■ Requirements ■
Render the items below as a numbered list, leaving out blank lines.

Start Material shown

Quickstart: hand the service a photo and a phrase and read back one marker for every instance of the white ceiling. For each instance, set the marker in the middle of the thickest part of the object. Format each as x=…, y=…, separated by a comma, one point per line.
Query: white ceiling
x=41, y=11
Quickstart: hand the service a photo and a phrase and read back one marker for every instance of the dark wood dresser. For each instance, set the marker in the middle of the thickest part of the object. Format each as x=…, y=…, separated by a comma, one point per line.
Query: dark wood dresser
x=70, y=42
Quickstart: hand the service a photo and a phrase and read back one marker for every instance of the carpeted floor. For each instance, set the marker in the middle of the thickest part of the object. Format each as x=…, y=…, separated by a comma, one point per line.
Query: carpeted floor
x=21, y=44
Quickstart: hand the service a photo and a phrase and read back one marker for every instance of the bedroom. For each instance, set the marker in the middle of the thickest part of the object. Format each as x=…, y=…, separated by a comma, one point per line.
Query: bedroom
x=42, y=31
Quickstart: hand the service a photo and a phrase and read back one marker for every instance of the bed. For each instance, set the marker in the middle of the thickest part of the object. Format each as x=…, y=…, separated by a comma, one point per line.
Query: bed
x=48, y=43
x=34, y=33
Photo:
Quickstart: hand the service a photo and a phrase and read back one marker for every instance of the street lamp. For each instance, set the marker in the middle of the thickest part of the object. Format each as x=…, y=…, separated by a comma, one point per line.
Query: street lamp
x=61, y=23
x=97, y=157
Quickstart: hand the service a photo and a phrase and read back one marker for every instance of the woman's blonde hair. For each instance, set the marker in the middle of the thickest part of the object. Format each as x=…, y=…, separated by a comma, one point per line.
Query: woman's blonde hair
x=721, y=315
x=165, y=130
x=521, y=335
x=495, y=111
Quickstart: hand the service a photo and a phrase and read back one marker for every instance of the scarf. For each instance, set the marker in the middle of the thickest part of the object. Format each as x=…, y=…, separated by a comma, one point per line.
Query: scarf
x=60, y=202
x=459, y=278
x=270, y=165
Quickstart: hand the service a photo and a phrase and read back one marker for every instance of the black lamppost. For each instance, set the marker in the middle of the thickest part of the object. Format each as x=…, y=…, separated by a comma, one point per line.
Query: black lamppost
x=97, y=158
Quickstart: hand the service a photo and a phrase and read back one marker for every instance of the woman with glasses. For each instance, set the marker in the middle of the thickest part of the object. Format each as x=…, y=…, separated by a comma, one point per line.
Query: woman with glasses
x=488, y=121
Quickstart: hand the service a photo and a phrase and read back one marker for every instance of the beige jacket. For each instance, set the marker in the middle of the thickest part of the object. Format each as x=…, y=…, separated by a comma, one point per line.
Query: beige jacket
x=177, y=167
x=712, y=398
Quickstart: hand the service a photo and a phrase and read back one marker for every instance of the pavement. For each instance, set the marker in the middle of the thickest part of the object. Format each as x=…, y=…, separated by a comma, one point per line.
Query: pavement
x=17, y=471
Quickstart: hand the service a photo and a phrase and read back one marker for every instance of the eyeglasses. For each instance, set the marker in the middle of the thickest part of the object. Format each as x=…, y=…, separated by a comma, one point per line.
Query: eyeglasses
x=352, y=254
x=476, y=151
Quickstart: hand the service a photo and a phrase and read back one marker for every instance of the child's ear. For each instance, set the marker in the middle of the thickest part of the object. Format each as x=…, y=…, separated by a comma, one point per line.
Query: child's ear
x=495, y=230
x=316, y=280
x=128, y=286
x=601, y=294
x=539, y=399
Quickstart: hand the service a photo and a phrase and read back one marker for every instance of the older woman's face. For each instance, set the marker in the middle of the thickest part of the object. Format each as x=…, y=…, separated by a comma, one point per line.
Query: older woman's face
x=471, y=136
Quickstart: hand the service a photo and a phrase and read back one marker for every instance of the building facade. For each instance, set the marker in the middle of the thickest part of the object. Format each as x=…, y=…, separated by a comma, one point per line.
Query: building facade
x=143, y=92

End Material shown

■ Exercise output ■
1. Quickstart: hand the service a photo and a phrase and read back one marker for every instance of the white ceiling. For each instance, set the marker in the middle of the thickest part of the object. Format each as x=…, y=…, separated by a comma, one point per line.
2. Query: white ceiling
3. x=41, y=11
4. Quickstart: hand the service a photo and a phrase and read back one marker for every instance of the dark wood dresser. For each instance, set the marker in the middle of the thickest part of the object. Format each as x=…, y=…, separated by a comma, one point per line.
5. Query: dark wood dresser
6. x=70, y=42
7. Quickstart: hand the service a photo and a phrase and read back one marker for every instance of the carpeted floor. For each instance, set the marker in the middle of the thickest part of the object. Format each as x=…, y=…, separated by a comma, one point per line.
8. Query: carpeted floor
9. x=21, y=44
10. Quickstart: hand the service a photo and a phrase and read back one marker for every instance of the bedroom. For each instance, set the marker in the middle of the thickest part of the object. Format each as x=…, y=…, separated by a comma, one point per line.
11. Query: bedroom
12. x=42, y=31
13. Quickstart: hand the service a photo and a phrase and read back one marker for every instance of the bed. For each instance, set the marker in the middle of the thickest part of the object. Format each as x=…, y=…, separated by a comma, one point per line.
14. Query: bed
15. x=48, y=43
16. x=34, y=33
17. Photo:
18. Quickstart: hand the service a photo and a phrase and read back one marker for every instance of the street lamp. For each instance, set the marker in the middle of the thickest part of the object. Format each as x=…, y=…, separated by a comma, one point per line.
19. Query: street lamp
20. x=61, y=23
21. x=97, y=157
22. Quickstart: hand the service a photo and a phrase and read back one marker for every instance of the woman's blonde hair. For each instance, set the marker in the middle of the thickest part of the object. Format each as x=…, y=…, separated by a comma, one point per line.
23. Query: woman's blonde hair
24. x=721, y=315
25. x=165, y=130
26. x=521, y=335
27. x=495, y=111
28. Quickstart: hand the service a photo and a phrase and read back one marker for every instance of the scarf. For each instance, set the marker in the middle of the thickest part of the object. Format each as x=…, y=…, separated by a comma, one point per line.
29. Query: scarf
30. x=60, y=202
31. x=459, y=278
32. x=270, y=165
33. Quickstart: hand the service a photo and a phrase and read back one marker for every instance of the black lamppost. For each instance, set the marker in the middle of the thickest part of the object. Format each as x=…, y=…, separated by a comma, one point per line.
34. Query: black lamppost
35. x=97, y=158
36. Quickstart: hand the service a photo and a phrase and read back one marker for every instance of the woman with glasses. For each instance, set the marker in the middle of the thickest part of the object. Format each as x=…, y=…, separated by a comma, one point per line.
37. Query: woman with glasses
38. x=488, y=121
39. Quickstart: hand the service a photo and a phrase and read back one marker for every instance of the beige jacket. For each instance, set the marker in the middle of the thickest part of the object. Format each as x=…, y=…, separated by a comma, one point per line.
40. Query: beige jacket
41. x=177, y=167
42. x=712, y=398
43. Quickstart: hand the service a photo and a phrase and read back one marker for every instance of the pavement. For each instance, set the marker in the middle of the thickest part of the object. Format each as x=…, y=…, separated by a comma, one point per line.
44. Query: pavement
45. x=17, y=471
46. Quickstart: hand the service a photo and a phrase and read back one marker for every instance of the eyeglasses. For each instance, set the marker in the middle of the thickest part of the object. Format each as x=…, y=…, separated by a comma, one point per line.
47. Query: eyeglasses
48. x=352, y=254
49. x=476, y=151
50. Quickstart: hand the service a photo and a phrase and read back one marker for every instance of the child's ear. For each instance, set the marker in the middle of the thickest part of the object. Format each as x=…, y=…, separated by a comma, one point per line.
51. Query: child's ear
52. x=495, y=230
53. x=316, y=280
54. x=128, y=286
55. x=601, y=294
56. x=539, y=399
57. Quickstart: hand the service a photo and a phrase and read back one marker for every instance of the older woman's face. For each instance, set the marker in the middle of the thickest part of the object. Format each as x=…, y=…, separated by a comma, one point per line.
58. Query: older woman's face
59. x=471, y=136
60. Quickstart: hand the service a photo and a phrase and read back one marker for every instance of the building facade. For each instance, set the marker in the middle of the thickest part of the object. Format each as x=…, y=…, separated by a comma, one point per line.
61. Query: building facade
62. x=143, y=92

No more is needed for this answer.